TEKS PILIHAN:

------------

Page 3 - Working Paper (Meninjau Konsep dan Relevansi PPh Final di Indonesia)
P. 3
Meninjau Konsep dan Relevansi PPh Final di Indonesia
B. Bawono Kristiaji & Awwaliatul Mukarromah
2
1
A. Pendahuluan
Pajak penghasilan (PPh) merupakan salah satu tulang punggung penerimaan negara. Tak
heran, agenda reformasi pajak yang tengah diusung pemerintah salah satunya akan menyasar
pada penyempurnaan undang-undang (UU) PPh. Belakangan ini, perubahan kebijakan dalam
bidang perpajakan terutama di sektor PPh juga sangat dinantikan oleh sebagian besar
stakeholders pajak.
Dalam rumusan UU PPh yang berlaku saat ini, Pemerintah Indonesia mengatur mengenai
pengenaan PPh secara (yang bersifat) final atas objek pajak tertentu. Sistem pengenaan PPh
3
final ini pada dasarnya menjadi salah satu cara pemerintah dalam menarik pajak dengan cara
yang sederhana. Disebut sederhana karena wajib pajak dapat menghitung pajak dengan satu
kali hitung, umumnya dengan mengalikan penghasilan bruto dengan tarif.
Selain itu, skema PPh final memiliki tarif khusus atas setiap jenis penghasilan dan biaya-biaya
yang terkait atas penghasilan tersebut tidak dapat menjadi pengurang penghasilan bruto.
Dalam konteks ini, PPh final diberikan perlakuan berbeda dengan mekanisme penghitungan
secara tersendiri. Mengingat sifat pungutannya yang seketika, penghasilan yang dikenai PPh
4
final juga tidak lagi diikutsertakan dalam penghitungan pajak terutang tahunan, meskipun
nantinya tetap harus dilaporkan dalam surat pemberitahuan (SPT).
Lebih lanjut, seiring dengan perubahan UU PPh, proporsi pengenaan PPh final di Indonesia
justru semakin luas. Saat ini, baik secara eksplisit maupun implisit, PPh final tersebar dalam
beberapa pasal, seperti Pasal 4 ayat (2), Pasal 15, Pasal 17 ayat (2c), Pasal 19, Pasal 21, Pasal
22, dan Pasal 26. Setiap jenis PPh final tersebut memiliki aturan pajak tersendiri, dan hampir
semua sistem pemajakannya mulai dari penentuan dasar pengenaan pajak, tarif pajak, hingga
mekanisme pemotongan atau pemungutannya didelegasikan kepada aturan di luar undang-
undang.

------------

DATA TERCATAT:
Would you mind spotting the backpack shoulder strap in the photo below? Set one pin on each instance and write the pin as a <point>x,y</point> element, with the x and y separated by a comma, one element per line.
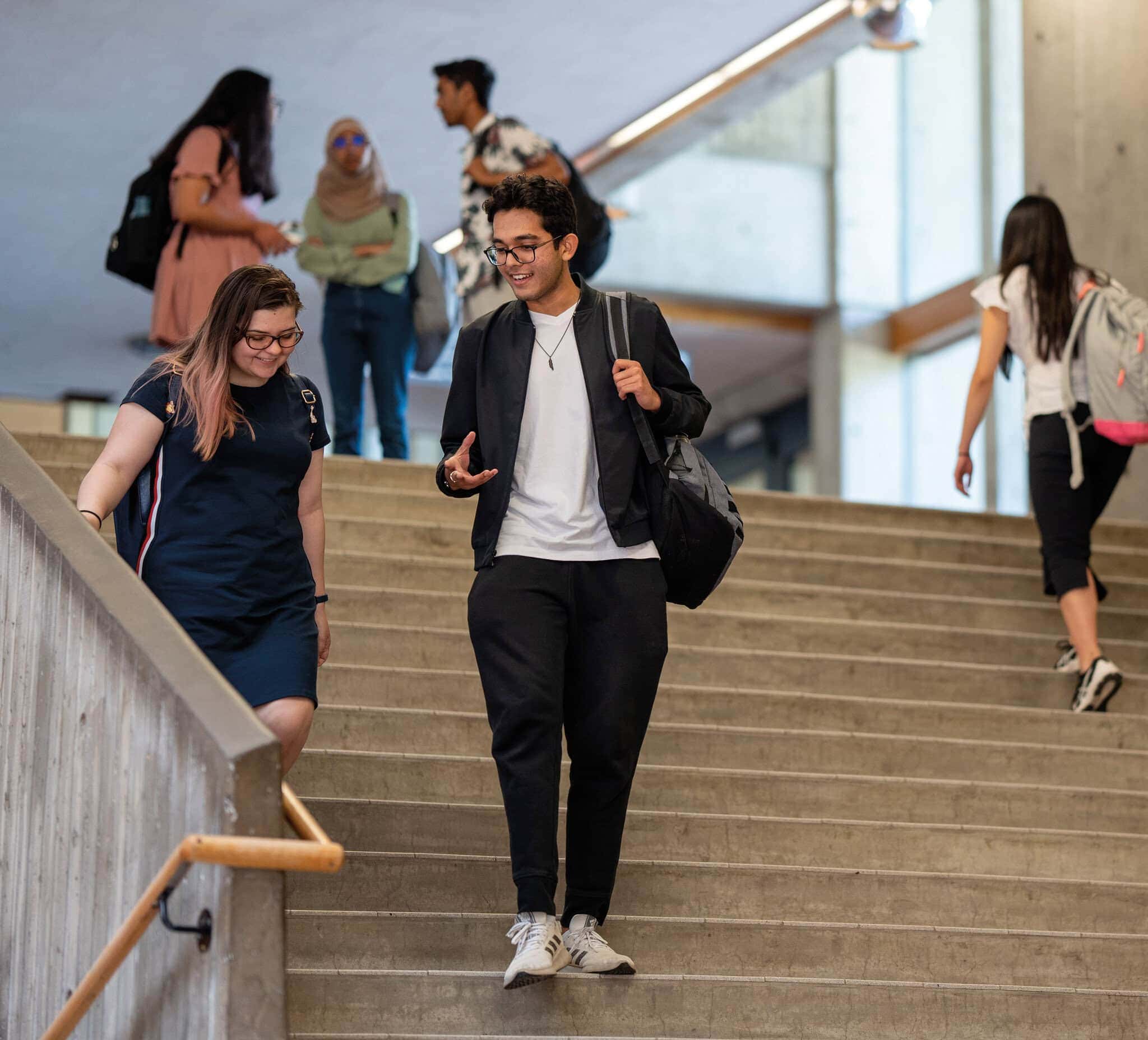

------------

TUGAS PENGERJAAN:
1 – Menurut teks tentang PPh final, mengapa sistem pengenaan PPh final disebut sederhana?
2 – Tentukan apakah setiap pernyataan berikut sesuai dengan teks tentang PPh final. Jawab ya atau tidak, lalu kutip kata-kata penentunya persis dari teks.
(a) Dalam skema PPh final, biaya yang terkait dengan penghasilan dapat menjadi pengurang penghasilan bruto.
(b) Penghasilan yang dikenai PPh final tetap harus dilaporkan dalam SPT.
(c) Seiring perubahan UU PPh, proporsi pengenaan PPh final di Indonesia semakin sempit.
3 – Tuliskan ulang kata demi kata bagian teks tentang PPh final di antara "Selain itu, skema" dan "surat pemberitahuan (SPT).", termasuk kedua batasnya.

JAWABAN:
1 – Wajib pajak dapat menghitung pajak dengan satu kali hitung, umumnya dengan mengalikan penghasilan bruto dengan tarif.

2 –
(a) Tidak: "biaya-biaya yang terkait atas penghasilan tersebut tidak dapat menjadi pengurang penghasilan bruto"
(b) Ya: "nantinya tetap harus dilaporkan dalam surat pemberitahuan (SPT)"
(c) Tidak: "proporsi pengenaan PPh final di Indonesia justru semakin luas"

3 –
Selain itu, skema PPh final memiliki tarif khusus atas setiap jenis penghasilan dan biaya-biaya
yang terkait atas penghasilan tersebut tidak dapat menjadi pengurang penghasilan bruto.
Dalam konteks ini, PPh final diberikan perlakuan berbeda dengan mekanisme penghitungan
secara tersendiri. Mengingat sifat pungutannya yang seketika, penghasilan yang dikenai PPh
4
final juga tidak lagi diikutsertakan dalam penghitungan pajak terutang tahunan, meskipun
nantinya tetap harus dilaporkan dalam surat pemberitahuan (SPT).